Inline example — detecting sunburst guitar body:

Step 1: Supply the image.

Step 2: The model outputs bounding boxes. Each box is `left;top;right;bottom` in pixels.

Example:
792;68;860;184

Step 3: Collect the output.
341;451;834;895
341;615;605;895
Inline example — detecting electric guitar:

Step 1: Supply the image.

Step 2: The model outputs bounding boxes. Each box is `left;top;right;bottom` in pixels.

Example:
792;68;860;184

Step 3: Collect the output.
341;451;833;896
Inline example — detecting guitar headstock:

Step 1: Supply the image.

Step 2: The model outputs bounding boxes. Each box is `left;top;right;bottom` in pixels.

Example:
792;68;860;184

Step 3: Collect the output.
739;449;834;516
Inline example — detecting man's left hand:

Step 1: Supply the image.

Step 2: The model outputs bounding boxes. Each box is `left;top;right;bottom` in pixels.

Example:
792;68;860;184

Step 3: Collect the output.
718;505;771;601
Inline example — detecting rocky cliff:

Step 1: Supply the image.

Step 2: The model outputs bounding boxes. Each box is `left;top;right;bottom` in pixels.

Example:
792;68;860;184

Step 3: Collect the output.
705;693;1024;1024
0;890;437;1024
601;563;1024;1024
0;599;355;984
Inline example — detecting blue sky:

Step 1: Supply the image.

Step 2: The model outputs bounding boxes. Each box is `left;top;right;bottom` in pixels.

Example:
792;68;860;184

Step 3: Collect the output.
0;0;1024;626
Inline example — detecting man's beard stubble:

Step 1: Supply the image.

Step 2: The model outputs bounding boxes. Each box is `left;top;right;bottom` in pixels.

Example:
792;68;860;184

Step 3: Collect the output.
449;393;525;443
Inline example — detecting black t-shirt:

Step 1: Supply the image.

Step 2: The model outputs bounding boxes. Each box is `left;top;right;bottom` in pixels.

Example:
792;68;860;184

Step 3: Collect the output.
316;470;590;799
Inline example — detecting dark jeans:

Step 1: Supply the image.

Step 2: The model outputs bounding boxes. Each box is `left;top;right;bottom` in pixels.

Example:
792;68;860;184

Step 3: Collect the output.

* **STATED PROBLEM**
Render all the rows above as a single numbered list, leaving out the blank lines.

* **ANSWER TO THE EXERCISE**
1. Inline example — detecting sunburst guitar body:
2. Step 1: Supply the image.
3. Step 2: The model outputs bounding boxes. Each box is `left;top;right;bottom` in pixels.
4. Example:
5. 792;68;860;184
6. Step 3: Collect the output.
7. 341;451;834;895
8. 341;615;605;895
9. Inline example — detecting electric guitar:
10. Step 1: Supply the image.
11. Step 2: The model outputs bounding boxes. Each box is `left;top;right;bottom` in pixels.
12. Example:
13. 792;68;860;184
14. Step 3: Collect the output.
15. 341;451;833;896
16. Inline example — detecting guitar headstock:
17. Step 1: Supply the image.
18. Step 2: The model outputs bounding boxes. Each box is `left;top;right;bottom` in pixels.
19. Example:
20. 792;68;860;184
21. Step 3: Collect the output.
22. 739;449;834;516
23. Inline example — detecting man's left hand:
24. Step 1: Supply the image.
25. Step 2: The model outputs bounding boxes. Each box is `left;top;right;bottom` in pixels.
26. Example:
27. 792;68;860;184
28. Step 3: Collect the output.
29. 718;505;771;601
30. Inline example — detecting rocky cliff:
31. Step 1: Supply the image.
32. Step 2: The model outputs bounding boxes. Each box is `left;top;right;bottom` in pixels.
33. Example:
34. 792;68;860;184
35. Step 3: Collect the output.
36. 705;693;1024;1024
37. 0;890;437;1024
38. 601;563;1024;1024
39. 0;599;355;984
40. Inline example — detecting blue sky:
41. Step 1: Supply the image.
42. Step 2: The model outputs bounding boxes. Each box is `left;top;right;bottom` in pixels.
43. Example:
44. 792;68;860;184
45. Step 3: Collect the output.
46. 0;0;1024;626
47. Inline example — detecting man's beard stubble:
48. Step 1: Supply the image.
49. Step 2: The model outputs bounding boxes. Each box is `left;top;right;bottom` in pixels.
50. Example:
51. 792;68;860;184
52. Step 3: Collect the output.
53. 449;393;525;443
54. Inline example — detecting black t-shirt:
55. Step 1: Supply the image.
56. Step 2: The model outputs bounding boxes. Each box is `left;top;right;bottom` in pixels.
57. Example:
58. 792;68;860;184
59. Step 3: Collect the output.
60. 316;470;590;799
61. Inline example — detecting dark jeans:
62. Step 1: Supply the image.
63. Step 2: The model outputs bounding boxes. Each box is `left;top;right;bottom` in pixels.
64. Example:
65. 792;68;860;184
66. Step 3: Collect the output.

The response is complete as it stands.